======== Information shown ========
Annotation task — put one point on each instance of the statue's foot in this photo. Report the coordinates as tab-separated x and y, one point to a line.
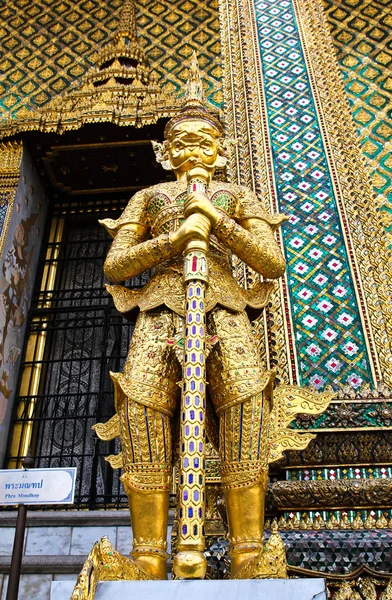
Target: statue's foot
113	566
267	563
104	563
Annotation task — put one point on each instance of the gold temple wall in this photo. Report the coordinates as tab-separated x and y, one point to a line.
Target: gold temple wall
361	32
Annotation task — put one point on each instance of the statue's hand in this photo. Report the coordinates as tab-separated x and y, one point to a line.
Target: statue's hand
196	202
196	226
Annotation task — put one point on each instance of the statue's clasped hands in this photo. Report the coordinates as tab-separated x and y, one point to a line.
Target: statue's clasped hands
201	215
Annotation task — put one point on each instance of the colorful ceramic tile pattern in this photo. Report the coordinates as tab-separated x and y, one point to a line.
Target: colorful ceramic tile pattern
48	45
362	33
330	341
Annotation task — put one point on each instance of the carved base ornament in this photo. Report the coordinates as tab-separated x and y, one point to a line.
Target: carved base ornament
193	351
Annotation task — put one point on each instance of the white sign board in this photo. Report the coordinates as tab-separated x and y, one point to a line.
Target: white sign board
37	486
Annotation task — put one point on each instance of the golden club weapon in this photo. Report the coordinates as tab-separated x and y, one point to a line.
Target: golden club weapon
190	562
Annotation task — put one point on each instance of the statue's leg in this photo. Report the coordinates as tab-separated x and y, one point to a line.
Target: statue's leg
244	478
240	390
146	395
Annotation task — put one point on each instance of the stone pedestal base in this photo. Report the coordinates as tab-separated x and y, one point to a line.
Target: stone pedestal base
268	589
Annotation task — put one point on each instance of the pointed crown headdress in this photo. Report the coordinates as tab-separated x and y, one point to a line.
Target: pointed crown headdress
194	103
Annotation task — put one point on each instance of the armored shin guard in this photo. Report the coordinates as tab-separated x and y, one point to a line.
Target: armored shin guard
147	487
244	479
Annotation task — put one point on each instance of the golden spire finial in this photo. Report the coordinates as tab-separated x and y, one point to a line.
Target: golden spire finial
194	93
127	24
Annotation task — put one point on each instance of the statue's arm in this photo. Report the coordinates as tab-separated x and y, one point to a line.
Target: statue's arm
253	241
132	253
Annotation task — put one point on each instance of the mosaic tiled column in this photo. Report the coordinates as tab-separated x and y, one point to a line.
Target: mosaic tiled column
329	322
193	402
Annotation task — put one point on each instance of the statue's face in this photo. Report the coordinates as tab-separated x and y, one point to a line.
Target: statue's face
193	144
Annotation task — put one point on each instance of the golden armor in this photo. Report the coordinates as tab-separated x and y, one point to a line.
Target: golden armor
152	233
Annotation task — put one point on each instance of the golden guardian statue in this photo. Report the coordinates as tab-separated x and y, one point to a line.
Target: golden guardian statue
193	327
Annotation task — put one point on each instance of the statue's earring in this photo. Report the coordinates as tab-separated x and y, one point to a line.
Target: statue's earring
161	155
221	162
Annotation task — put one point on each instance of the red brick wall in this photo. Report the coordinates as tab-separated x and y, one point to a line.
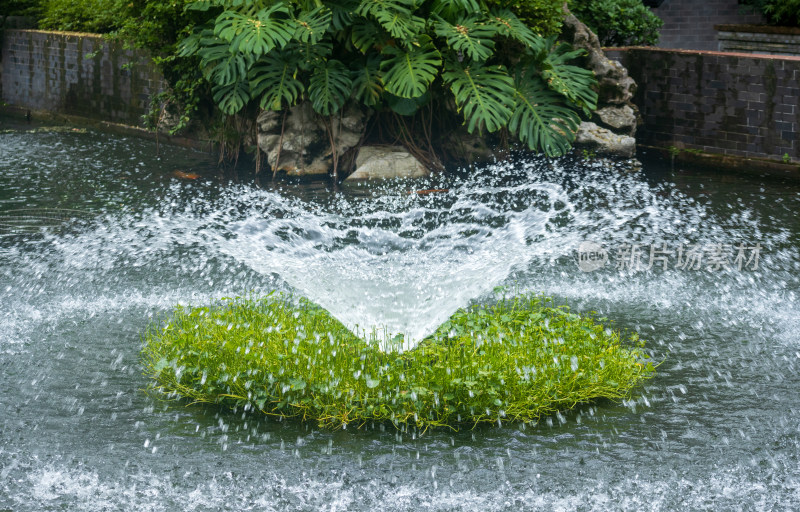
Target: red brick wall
725	103
689	24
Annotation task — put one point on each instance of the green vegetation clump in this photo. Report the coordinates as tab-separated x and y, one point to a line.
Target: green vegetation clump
95	16
400	56
618	22
515	360
777	12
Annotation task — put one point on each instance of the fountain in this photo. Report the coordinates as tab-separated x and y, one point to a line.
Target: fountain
716	429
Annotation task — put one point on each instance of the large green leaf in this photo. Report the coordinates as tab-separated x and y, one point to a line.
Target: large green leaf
342	13
471	36
219	64
232	97
512	27
367	83
257	35
409	72
485	94
329	87
273	78
455	8
395	16
366	34
541	118
311	54
575	83
312	25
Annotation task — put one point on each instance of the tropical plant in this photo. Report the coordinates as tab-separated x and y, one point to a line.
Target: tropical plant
393	55
618	22
777	12
97	16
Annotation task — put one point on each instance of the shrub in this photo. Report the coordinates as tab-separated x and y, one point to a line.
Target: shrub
542	16
515	360
95	16
618	22
778	12
400	55
30	8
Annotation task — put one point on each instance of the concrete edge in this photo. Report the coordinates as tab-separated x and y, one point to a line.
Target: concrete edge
41	116
736	164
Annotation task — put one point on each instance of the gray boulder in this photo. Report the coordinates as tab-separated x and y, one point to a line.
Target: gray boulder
615	121
605	142
621	119
383	162
299	144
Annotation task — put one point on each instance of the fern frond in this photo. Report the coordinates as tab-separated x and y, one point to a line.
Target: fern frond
485	94
329	87
455	8
273	78
269	28
312	25
219	65
470	36
395	16
409	72
510	26
541	118
342	13
366	34
231	98
367	83
575	83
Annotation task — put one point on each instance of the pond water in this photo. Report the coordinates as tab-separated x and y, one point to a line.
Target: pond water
99	237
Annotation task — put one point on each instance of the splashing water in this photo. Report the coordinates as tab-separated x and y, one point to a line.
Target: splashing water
77	433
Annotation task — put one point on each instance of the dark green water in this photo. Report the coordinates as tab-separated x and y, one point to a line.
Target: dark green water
717	429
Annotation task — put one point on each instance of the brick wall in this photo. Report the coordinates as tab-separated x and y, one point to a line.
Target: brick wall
689	24
77	74
742	105
771	40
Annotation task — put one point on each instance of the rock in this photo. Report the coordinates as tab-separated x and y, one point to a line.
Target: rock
615	87
621	119
382	162
604	141
302	144
466	148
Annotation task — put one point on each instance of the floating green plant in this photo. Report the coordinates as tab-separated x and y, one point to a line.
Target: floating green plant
511	361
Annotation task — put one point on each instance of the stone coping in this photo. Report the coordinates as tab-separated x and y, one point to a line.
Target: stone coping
611	49
59	33
759	29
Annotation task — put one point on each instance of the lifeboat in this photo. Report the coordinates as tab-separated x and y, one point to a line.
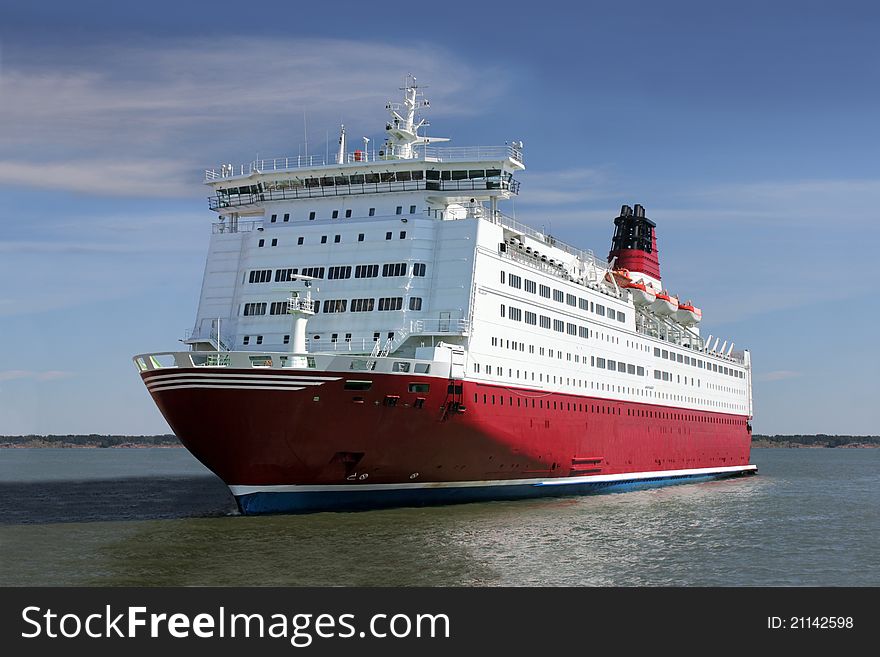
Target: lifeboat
643	295
687	314
664	304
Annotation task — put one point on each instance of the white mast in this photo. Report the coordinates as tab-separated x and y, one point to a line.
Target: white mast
340	156
402	130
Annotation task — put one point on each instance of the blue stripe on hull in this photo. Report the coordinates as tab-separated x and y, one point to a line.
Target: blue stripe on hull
359	500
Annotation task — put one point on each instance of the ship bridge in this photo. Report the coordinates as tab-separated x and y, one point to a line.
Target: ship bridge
455	174
407	162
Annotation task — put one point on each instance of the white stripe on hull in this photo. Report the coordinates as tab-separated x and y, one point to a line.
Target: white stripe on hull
263	381
559	481
205	386
240	375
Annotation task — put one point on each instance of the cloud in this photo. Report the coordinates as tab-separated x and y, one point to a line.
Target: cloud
569	186
107	177
30	375
132	120
778	375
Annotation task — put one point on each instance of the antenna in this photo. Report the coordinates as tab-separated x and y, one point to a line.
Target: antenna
305	134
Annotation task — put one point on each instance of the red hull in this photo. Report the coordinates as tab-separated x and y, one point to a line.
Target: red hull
326	434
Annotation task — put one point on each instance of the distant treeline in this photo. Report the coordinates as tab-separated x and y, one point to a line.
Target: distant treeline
91	440
815	440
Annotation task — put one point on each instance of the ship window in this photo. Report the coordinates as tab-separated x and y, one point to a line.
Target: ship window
258	308
394	269
362	306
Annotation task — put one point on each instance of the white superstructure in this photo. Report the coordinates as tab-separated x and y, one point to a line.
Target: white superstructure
407	253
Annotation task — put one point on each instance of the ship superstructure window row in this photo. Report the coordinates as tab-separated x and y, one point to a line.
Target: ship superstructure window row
560	296
339	272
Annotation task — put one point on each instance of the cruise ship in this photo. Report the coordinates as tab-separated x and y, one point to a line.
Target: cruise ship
374	331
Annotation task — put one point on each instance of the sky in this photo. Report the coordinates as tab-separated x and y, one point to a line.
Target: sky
748	130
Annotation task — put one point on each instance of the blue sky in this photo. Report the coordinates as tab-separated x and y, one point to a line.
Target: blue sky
749	130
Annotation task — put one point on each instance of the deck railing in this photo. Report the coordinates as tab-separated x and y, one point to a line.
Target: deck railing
425	153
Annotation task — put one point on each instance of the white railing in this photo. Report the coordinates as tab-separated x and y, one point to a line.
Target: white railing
336	363
432	153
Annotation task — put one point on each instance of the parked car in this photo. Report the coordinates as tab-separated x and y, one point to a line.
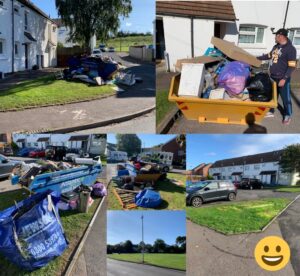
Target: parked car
250	183
102	47
7	165
37	153
210	190
97	53
24	152
7	151
56	152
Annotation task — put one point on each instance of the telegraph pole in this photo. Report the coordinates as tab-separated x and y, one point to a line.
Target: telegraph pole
143	244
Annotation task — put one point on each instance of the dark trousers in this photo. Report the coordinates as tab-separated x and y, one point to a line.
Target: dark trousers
285	95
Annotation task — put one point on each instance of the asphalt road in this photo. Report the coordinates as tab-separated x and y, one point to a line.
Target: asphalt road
118	268
142	124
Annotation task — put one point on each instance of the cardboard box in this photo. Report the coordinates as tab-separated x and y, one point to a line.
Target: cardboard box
192	79
235	52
========
--- Problem statement ---
Format as a numbered list the records from the line containing "of the telegraph" through the end of the records, leaving out blank lines.

--- Task result ---
1. Annotation task — put one point on each instance of the telegraph pole in this photo. Report the coordinates as tab-separated x and y, one point to a line.
2. Target: telegraph pole
3. 143	244
4. Annotation task — put one point on each instance of the dark trousers in this photo. Report the coordinates as tab-separated x and y, one point to a line.
5. Target: dark trousers
6. 285	95
7. Annotation task — put one point on each instance of the asphalt road in this photo. Report the coordinates as tab-separated x and y, one point to a line.
8. Target: asphalt road
9. 118	268
10. 142	124
11. Annotation task — put one point on each instance of the cardboard box in this photo. Report the coordinates as tab-separated x and y, one point to a line.
12. Target: cardboard box
13. 192	79
14. 235	52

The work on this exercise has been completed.